### Exercise material:
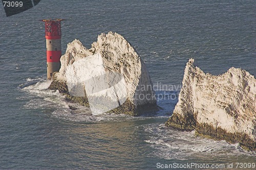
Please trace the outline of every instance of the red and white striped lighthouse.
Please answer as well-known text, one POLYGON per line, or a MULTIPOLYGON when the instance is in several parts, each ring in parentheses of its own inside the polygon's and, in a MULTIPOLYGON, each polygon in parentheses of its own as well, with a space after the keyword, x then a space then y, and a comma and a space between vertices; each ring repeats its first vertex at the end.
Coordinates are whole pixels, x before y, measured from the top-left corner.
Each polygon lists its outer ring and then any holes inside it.
POLYGON ((51 79, 52 74, 60 68, 61 56, 61 19, 43 19, 45 23, 47 79, 51 79))

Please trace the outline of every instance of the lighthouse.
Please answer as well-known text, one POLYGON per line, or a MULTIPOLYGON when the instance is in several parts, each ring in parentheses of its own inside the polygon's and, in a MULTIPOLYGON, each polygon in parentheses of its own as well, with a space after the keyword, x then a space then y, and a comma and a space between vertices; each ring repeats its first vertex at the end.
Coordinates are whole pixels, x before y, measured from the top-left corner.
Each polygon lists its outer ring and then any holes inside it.
POLYGON ((61 56, 61 19, 43 19, 45 23, 47 79, 51 80, 52 74, 60 68, 61 56))

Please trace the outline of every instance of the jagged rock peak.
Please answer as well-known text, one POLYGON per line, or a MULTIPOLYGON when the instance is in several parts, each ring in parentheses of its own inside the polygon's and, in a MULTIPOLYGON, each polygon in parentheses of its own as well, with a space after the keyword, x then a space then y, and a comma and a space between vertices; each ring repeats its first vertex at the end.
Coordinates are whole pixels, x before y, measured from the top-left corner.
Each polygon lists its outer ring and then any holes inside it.
MULTIPOLYGON (((92 99, 93 95, 94 101, 99 98, 102 99, 99 100, 102 103, 116 100, 117 98, 120 107, 114 109, 114 112, 134 115, 141 113, 139 112, 146 107, 156 107, 155 91, 145 64, 120 34, 101 34, 90 49, 75 39, 68 44, 60 62, 61 68, 54 74, 50 89, 63 91, 72 100, 77 99, 79 103, 90 104, 88 100, 92 99), (108 84, 108 81, 110 82, 108 84), (111 83, 116 86, 114 90, 110 89, 111 83), (142 96, 144 98, 141 99, 142 96), (78 97, 85 98, 78 99, 78 97), (121 97, 125 101, 122 101, 121 97), (120 106, 121 103, 122 106, 120 106)), ((101 104, 97 105, 100 108, 101 104)))
POLYGON ((198 135, 256 148, 256 80, 231 67, 219 76, 205 74, 190 59, 173 115, 166 125, 198 135))

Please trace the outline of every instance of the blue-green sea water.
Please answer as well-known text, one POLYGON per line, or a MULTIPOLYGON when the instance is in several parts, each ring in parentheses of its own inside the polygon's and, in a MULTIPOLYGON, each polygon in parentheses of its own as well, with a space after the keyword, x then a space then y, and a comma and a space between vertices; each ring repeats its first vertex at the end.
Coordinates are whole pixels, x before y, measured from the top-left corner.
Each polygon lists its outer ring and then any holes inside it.
POLYGON ((216 75, 231 67, 256 74, 254 1, 41 0, 8 17, 1 7, 1 169, 157 169, 158 163, 223 164, 227 169, 228 163, 235 169, 236 162, 256 163, 255 153, 238 144, 166 128, 177 98, 159 99, 162 110, 136 117, 92 117, 89 108, 70 110, 74 104, 47 89, 39 20, 49 18, 66 19, 63 54, 74 39, 90 48, 101 33, 123 36, 154 84, 177 87, 157 94, 179 92, 190 58, 216 75))

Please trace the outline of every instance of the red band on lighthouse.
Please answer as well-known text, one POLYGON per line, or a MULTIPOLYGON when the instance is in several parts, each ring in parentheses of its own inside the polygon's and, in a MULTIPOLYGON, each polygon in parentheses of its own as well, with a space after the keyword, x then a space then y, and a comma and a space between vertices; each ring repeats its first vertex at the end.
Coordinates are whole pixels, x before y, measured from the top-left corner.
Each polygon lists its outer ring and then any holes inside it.
POLYGON ((61 57, 61 51, 46 51, 47 62, 59 62, 61 57))

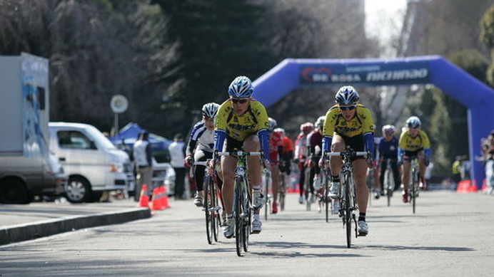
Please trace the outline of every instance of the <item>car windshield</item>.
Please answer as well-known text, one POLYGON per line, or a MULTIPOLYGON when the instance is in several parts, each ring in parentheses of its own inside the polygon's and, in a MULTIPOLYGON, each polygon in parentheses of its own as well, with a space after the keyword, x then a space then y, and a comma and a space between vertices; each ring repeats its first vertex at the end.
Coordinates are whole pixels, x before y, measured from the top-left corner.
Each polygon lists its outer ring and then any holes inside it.
POLYGON ((96 145, 101 145, 104 149, 116 150, 116 147, 111 143, 110 140, 105 137, 101 132, 94 126, 88 127, 86 130, 90 136, 94 137, 94 142, 96 145))

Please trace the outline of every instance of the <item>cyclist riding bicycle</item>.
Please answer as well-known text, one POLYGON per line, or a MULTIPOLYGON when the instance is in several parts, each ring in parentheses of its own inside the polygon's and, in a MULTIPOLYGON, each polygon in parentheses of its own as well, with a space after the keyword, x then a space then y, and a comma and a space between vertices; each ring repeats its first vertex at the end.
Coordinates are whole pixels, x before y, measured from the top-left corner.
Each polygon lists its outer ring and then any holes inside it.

### Exercise description:
Restate every record exactly, please; do not copy the pictures.

### Output:
Please trace the outline of every instance of the red and white striped lighthouse.
Please answer as well-known text, one POLYGON per line, or a MULTIPOLYGON when the instance is in several parts, each ring in parentheses of its own inside the polygon's and, in a MULTIPOLYGON, each polygon in parentheses of its own as well, with a space after the keyword, x then a space then y, and a comma and a space between vertices; each ring repeats its first vertex at the end.
Coordinates are whole pixels, x before y, measured from the top-left corner.
Each polygon lists its outer ring and then any holes inside it.
POLYGON ((51 79, 52 74, 60 68, 61 56, 61 19, 43 19, 45 23, 47 79, 51 79))

Please trace the outline of every instance of the lighthouse.
Please answer as well-known text, one POLYGON per line, or a MULTIPOLYGON when the instance is in several parts, each ring in parentheses of its own inside the polygon's and, in a MULTIPOLYGON, each polygon in parentheses of its own as well, with a space after the keyword, x then a space then y, and a comma and a space between vertices; each ring repeats its first vertex at the end.
Coordinates are whole pixels, x before y, measured from the top-left corner.
Each polygon lists its outer ring and then any holes inside it.
POLYGON ((61 56, 61 19, 43 19, 45 23, 47 79, 51 80, 52 74, 60 68, 61 56))

Please trace the outline of every instance of the jagged rock peak.
Please answer as well-known text, one POLYGON per line, or a MULTIPOLYGON when the instance is in several parts, each ring in parentheses of its own inside the polygon's and, in a MULTIPOLYGON, each polygon in parentheses of its own as well, with a space after the keyword, x then a space then y, and a comma and a space between vertices; each ring repeats its first vertex at the end.
Coordinates are whole pixels, x before y, measured from the top-left corner.
Each polygon lists its outer ring and then any holes inside it.
MULTIPOLYGON (((92 99, 93 95, 94 101, 99 98, 102 99, 99 100, 102 103, 116 100, 117 98, 120 107, 114 109, 114 112, 134 115, 141 113, 139 112, 146 107, 156 107, 155 91, 145 64, 120 34, 101 34, 90 49, 75 39, 68 44, 60 62, 61 68, 54 74, 50 89, 63 91, 72 100, 77 99, 79 103, 90 104, 88 100, 92 99), (108 84, 108 81, 110 82, 108 84), (111 83, 116 86, 114 90, 110 89, 111 83), (142 96, 144 98, 141 99, 142 96), (78 97, 85 98, 78 99, 78 97), (121 97, 125 101, 122 101, 121 97), (120 106, 121 103, 122 106, 120 106)), ((101 104, 97 105, 100 108, 101 104)))
POLYGON ((198 135, 256 148, 256 80, 231 67, 219 76, 205 74, 190 59, 173 115, 166 125, 198 135))

Please trace the outline of every instance of the blue-green sea water.
Please answer as well-known text, one POLYGON per line, or a MULTIPOLYGON when the instance is in several parts, each ring in parentheses of its own inside the polygon's and, in a MULTIPOLYGON, each polygon in parentheses of its own as well, with a space after the keyword, x then a space then y, and a comma and a space between vertices; each ring repeats its first vertex at the end.
Coordinates are whole pixels, x before y, measured from the top-left corner.
Each polygon lists its outer ring and then any holes inside it.
POLYGON ((216 75, 231 67, 256 74, 254 1, 41 0, 8 17, 1 7, 1 169, 157 169, 158 163, 223 164, 227 169, 228 163, 235 169, 236 162, 256 163, 255 153, 238 144, 166 128, 177 98, 159 99, 162 110, 136 117, 92 117, 89 108, 70 110, 74 104, 47 89, 39 20, 49 18, 66 19, 63 54, 74 39, 90 48, 101 33, 123 36, 154 84, 177 87, 157 94, 179 92, 190 58, 216 75))

Please trace the outline of every instance of the red band on lighthouse.
Please answer as well-known text, one POLYGON per line, or a MULTIPOLYGON when the instance is in several parts, each ring in parentheses of its own inside the polygon's and, in a MULTIPOLYGON, each polygon in parentheses of its own as well, with a space after the keyword, x then a space then y, and a comma and a space between vertices; each ring repeats its first vertex at the end.
Coordinates are whole pixels, x before y, measured from the top-left corner.
Each polygon lists its outer ring and then any holes inside it.
POLYGON ((61 57, 61 51, 46 51, 47 62, 59 62, 61 57))

Please trace the outline of every instance of the <item>car windshield</item>.
Please answer as well-known text, one POLYGON per line, or a MULTIPOLYGON when the instance is in several parts, each ring in parentheses of its own inside the polygon's and, in a MULTIPOLYGON, each polygon in parentheses of its own as well, with a space after the keyword, x then a space then y, and a comma and a space between vertices; each ring repeats its first vertex at the end.
Coordinates are whole pixels, x before y, measured from the top-left corner.
Each polygon lists its outer ring and then any holes inside it.
POLYGON ((96 145, 101 145, 104 149, 116 150, 116 147, 111 143, 110 140, 105 137, 101 132, 94 126, 88 127, 86 130, 90 136, 94 137, 94 142, 96 145))

Please trace the outline of every instance of the <item>cyclist riding bicycle</item>.
Please answer as well-known text, one POLYGON per line, or a MULTIPOLYGON when the instance is in several parts, each ring in parentheses of its own inside the polygon's and, in a MULTIPOLYGON, each polygon in parentheses of its own as well, with a space after the keyword, x then a space then y, and a comma and a space between vertices; each ring repeats its first vertex at the end.
Coordinates are whole pixels, x before y, measured from the top-left corner.
Each polygon lists its outer ring and then any holes inside it.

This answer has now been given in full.